Your Montana Public Radio
Commentary - August 18th, 2014
Tue August 19, 2014
The Need For Comprehensive Federal Forest Reforms
There has been quite a bit of opinion writing lately about whether members of congress should focus on place-based federal forestland pilots, or whether they should work to pass comprehensive federal forest reforms.
On the one hand, place-based efforts are homegrown initiatives that carve out temporary solutions to meet local needs, while a comprehensive reform package offers sweeping changes that land managers, timber companies and timber-dependent communities can rely on for the long-term.
Under past Senate Energy and Natural Resource Committee leadership, placed-based initiatives were the darling of the committee. With different leadership and worsening forest conditions, that is no longer the case. There is a growing national concern over the health of our nation’s forests, escalating fire suppression costs, and the economic stability of our timber-dependent communities.
While the National Forest System was created to serve as working forests, external forces have been at play over the past 25 years that have made achieving the goals set in the Multiple-Use Sustained Yield Act almost impossible.
These forces include a handful of aggressive litigants working to prevent timber harvest on federal lands, 73 million forested acres subject to insect and disease infestation, rising fire suppression costs, layers of laws, rules, and regulations that drag analysis out for years, and declining budgets.
Of the 193 million National Forest System acres, 143 million are forested. Of this total, 96 million are capable of growing 20 cubic feet of timber per year and are thus classified as “timberland.” Of this subset, only 46 million acres are designated by Forest Plans as having a “timber objective.” That is only 23 percent of the total acres.
Timber harvest has declined by more than 80 percent over the past two decades. These reductions have devastated rural communities, where sawmills and paper mills provided some of the only stable, year-round employment. Of the 56,000 direct jobs lost in the west, Montana lost roughly 3,300 jobs, 27 saw mills, and one paper mill.

Information provided:
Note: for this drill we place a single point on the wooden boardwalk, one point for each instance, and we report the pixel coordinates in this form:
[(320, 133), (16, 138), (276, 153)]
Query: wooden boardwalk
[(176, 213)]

Goal of the exercise: Write out the part of the forest reform commentary from "Under past Senate" to "our timber-dependent communities.", word for word.

Completed exercise:
Under past Senate Energy and Natural Resource Committee leadership, placed-based initiatives were the darling of the committee. With different leadership and worsening forest conditions, that is no longer the case. There is a growing national concern over the health of our nation’s forests, escalating fire suppression costs, and the economic stability of our timber-dependent communities.